What to do ->
Copy the article below on the Camden traffic wardens' protest at Marston Holdings in full, reproducing it word for word.

Source passage ->
►
Camden traffic wardens protest outside Marston Holdings in Birmingham

Traffic wardens from north London—who are on indefinite strike against poverty pay—took the fight to bosses’ headquarters on Wednesday. The Unison union members travelled from Camden to Birmingham to protest outside Marston Holdings, the parent company of outsourcer NSL.

“We wanted to take our grievances to them,” striker Bart told Socialist Worker. He said NSL is owned by “virtual companies” that “don’t really exist”, pointing to the web of super wealthy businesses that stand behind the outsourcer.

“We were joined by other local Unison branches,” he said. “We want a pay rise and we want them to know about it. We are doing a job for them and getting abused on the streets. If we get another opportunity, we should do this again.

“They need to know how we feel—it’s not fair. We go through all this, not even for £15 an hour while they profit. At Christmas NSL gives us £5. That’s it for a year’s abuse. And if you’re off that day you don’t even get given it. These are the companies we’re killing ourselves for—we deserve better.”

At the Guilford Street picket line in central London on Thursday, strikers said they were angry about pay, conditions and that the Labour-run council hasn’t taken them back in-house.

“NSL gets more than £30 an hour from the council to pay us and for expenses,” striker Julie explained. “We get £12.70—the rest goes straight to NSL. “I’m a Camden resident and that’s where my council tax is going.

“The mayor said all public services should be brought back in-house back in 2018, yet Camden renewed its contract with NSL. It’s not saving money either, and other traffic wardens like in Hackney are in-house. We work around 47.5 hours a week.

“In-house workers work 36 hours, and are paid more than us. We only get 20 days holiday and we’re not paid for the first three days of sick pay.

“Council workers get 25 days and proper sick pay. The council has said nothing to us, we haven’t seen them at all. It’s losing money but still paying NSL. As far as I’m concerned, we work for the council, but they don’t care about us. We’re just ants to them.”
◄
Extracted material ->
►
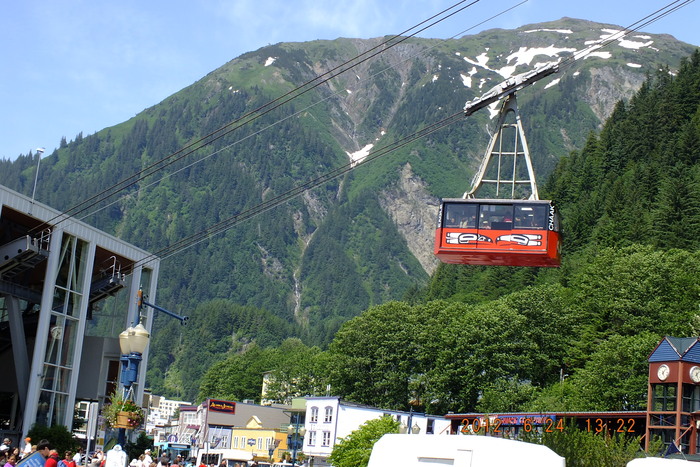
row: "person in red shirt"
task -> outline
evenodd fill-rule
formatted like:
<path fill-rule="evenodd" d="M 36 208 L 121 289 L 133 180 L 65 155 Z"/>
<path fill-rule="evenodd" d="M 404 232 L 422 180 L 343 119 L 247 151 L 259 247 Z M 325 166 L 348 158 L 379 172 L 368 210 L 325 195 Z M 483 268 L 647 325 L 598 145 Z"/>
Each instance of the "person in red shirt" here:
<path fill-rule="evenodd" d="M 73 460 L 73 453 L 71 451 L 66 451 L 63 456 L 63 460 L 58 463 L 60 467 L 76 467 L 75 461 Z"/>
<path fill-rule="evenodd" d="M 38 447 L 37 447 L 37 450 L 38 450 Z M 49 450 L 49 457 L 48 457 L 48 459 L 46 459 L 46 463 L 44 464 L 44 467 L 58 467 L 59 460 L 60 459 L 58 457 L 58 451 L 56 451 L 55 449 L 51 449 L 51 450 Z"/>

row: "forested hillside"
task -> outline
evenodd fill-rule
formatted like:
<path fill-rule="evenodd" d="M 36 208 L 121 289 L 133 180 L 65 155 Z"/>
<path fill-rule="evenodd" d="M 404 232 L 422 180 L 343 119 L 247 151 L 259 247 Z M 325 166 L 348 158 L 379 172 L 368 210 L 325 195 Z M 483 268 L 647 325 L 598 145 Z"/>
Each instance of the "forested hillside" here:
<path fill-rule="evenodd" d="M 576 269 L 573 260 L 561 272 L 511 271 L 438 268 L 432 256 L 438 197 L 459 196 L 468 188 L 489 137 L 486 109 L 274 209 L 256 208 L 343 167 L 363 148 L 379 150 L 458 114 L 466 101 L 506 77 L 571 57 L 591 43 L 602 45 L 611 28 L 563 19 L 456 40 L 411 39 L 385 43 L 381 54 L 362 62 L 353 58 L 386 38 L 264 47 L 127 122 L 64 139 L 41 162 L 36 199 L 67 210 L 131 180 L 78 217 L 154 253 L 184 238 L 197 240 L 161 262 L 157 303 L 192 319 L 180 328 L 167 317 L 156 318 L 148 371 L 154 393 L 192 399 L 212 365 L 246 349 L 264 353 L 287 337 L 326 349 L 343 323 L 384 303 L 404 298 L 416 306 L 438 298 L 481 303 L 524 285 L 566 286 L 568 271 Z M 637 241 L 633 232 L 647 235 L 634 211 L 624 221 L 634 225 L 619 230 L 613 223 L 622 221 L 608 203 L 614 194 L 625 209 L 633 209 L 636 204 L 623 199 L 630 196 L 626 184 L 641 190 L 654 179 L 627 175 L 617 181 L 625 176 L 623 161 L 633 158 L 616 149 L 619 172 L 605 171 L 613 159 L 588 155 L 618 132 L 629 135 L 627 127 L 635 125 L 606 126 L 600 135 L 589 135 L 600 130 L 615 102 L 634 95 L 645 76 L 659 66 L 675 74 L 692 50 L 670 36 L 631 36 L 572 61 L 519 95 L 540 181 L 566 158 L 547 188 L 565 218 L 567 251 L 585 251 L 589 238 L 624 245 Z M 347 72 L 284 105 L 267 106 L 342 64 L 348 64 Z M 641 118 L 631 107 L 644 93 L 659 94 L 664 82 L 676 86 L 681 74 L 671 74 L 650 81 L 628 107 L 618 107 L 613 121 Z M 664 128 L 673 126 L 667 123 Z M 641 138 L 631 140 L 637 144 Z M 653 144 L 659 143 L 657 134 Z M 639 160 L 646 157 L 642 149 L 647 148 L 632 152 Z M 30 195 L 37 157 L 0 161 L 0 183 Z M 654 157 L 663 159 L 661 152 Z M 162 170 L 130 178 L 149 167 Z M 578 175 L 594 169 L 600 173 Z M 659 176 L 669 184 L 679 181 L 668 173 Z M 659 196 L 662 191 L 659 186 Z M 595 197 L 587 197 L 593 192 Z M 660 199 L 651 191 L 646 195 L 652 196 L 649 202 Z M 223 233 L 201 233 L 246 212 L 255 215 Z M 655 227 L 655 219 L 663 217 L 661 206 L 653 212 L 644 214 L 644 225 Z M 672 232 L 677 230 L 692 239 L 679 226 Z M 654 246 L 685 245 L 666 239 Z"/>
<path fill-rule="evenodd" d="M 256 359 L 285 383 L 269 395 L 327 383 L 356 402 L 438 414 L 644 409 L 654 346 L 700 332 L 698 141 L 696 51 L 557 165 L 547 187 L 567 234 L 560 269 L 441 266 L 409 301 L 344 324 L 327 351 L 287 341 L 284 356 Z M 212 368 L 200 397 L 254 397 L 236 383 L 251 355 Z"/>

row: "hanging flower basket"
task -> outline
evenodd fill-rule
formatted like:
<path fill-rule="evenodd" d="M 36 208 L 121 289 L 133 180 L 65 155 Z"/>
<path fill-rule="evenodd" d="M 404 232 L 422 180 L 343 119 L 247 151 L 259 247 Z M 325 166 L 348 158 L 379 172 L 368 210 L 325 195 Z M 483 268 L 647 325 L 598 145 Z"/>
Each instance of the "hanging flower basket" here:
<path fill-rule="evenodd" d="M 109 404 L 102 407 L 102 416 L 112 428 L 134 429 L 141 426 L 144 419 L 143 409 L 120 392 L 110 396 Z"/>
<path fill-rule="evenodd" d="M 113 426 L 114 428 L 133 428 L 136 420 L 139 420 L 139 414 L 136 412 L 118 412 L 117 421 Z M 138 425 L 136 423 L 136 426 Z"/>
◄
Task output ->
Camden traffic wardens protest outside Marston Holdings in Birmingham

Traffic wardens from north London—who are on indefinite strike against poverty pay—took the fight to bosses’ headquarters on Wednesday. The Unison union members travelled from Camden to Birmingham to protest outside Marston Holdings, the parent company of outsourcer NSL.

“We wanted to take our grievances to them,” striker Bart told Socialist Worker. He said NSL is owned by “virtual companies” that “don’t really exist”, pointing to the web of super wealthy businesses that stand behind the outsourcer.

“We were joined by other local Unison branches,” he said. “We want a pay rise and we want them to know about it. We are doing a job for them and getting abused on the streets. If we get another opportunity, we should do this again.

“They need to know how we feel—it’s not fair. We go through all this, not even for £15 an hour while they profit. At Christmas NSL gives us £5. That’s it for a year’s abuse. And if you’re off that day you don’t even get given it. These are the companies we’re killing ourselves for—we deserve better.”

At the Guilford Street picket line in central London on Thursday, strikers said they were angry about pay, conditions and that the Labour-run council hasn’t taken them back in-house.

“NSL gets more than £30 an hour from the council to pay us and for expenses,” striker Julie explained. “We get £12.70—the rest goes straight to NSL. “I’m a Camden resident and that’s where my council tax is going.

“The mayor said all public services should be brought back in-house back in 2018, yet Camden renewed its contract with NSL. It’s not saving money either, and other traffic wardens like in Hackney are in-house. We work around 47.5 hours a week.

“In-house workers work 36 hours, and are paid more than us. We only get 20 days holiday and we’re not paid for the first three days of sick pay.

“Council workers get 25 days and proper sick pay. The council has said nothing to us, we haven’t seen them at all. It’s losing money but still paying NSL. As far as I’m concerned, we work for the council, but they don’t care about us. We’re just ants to them.”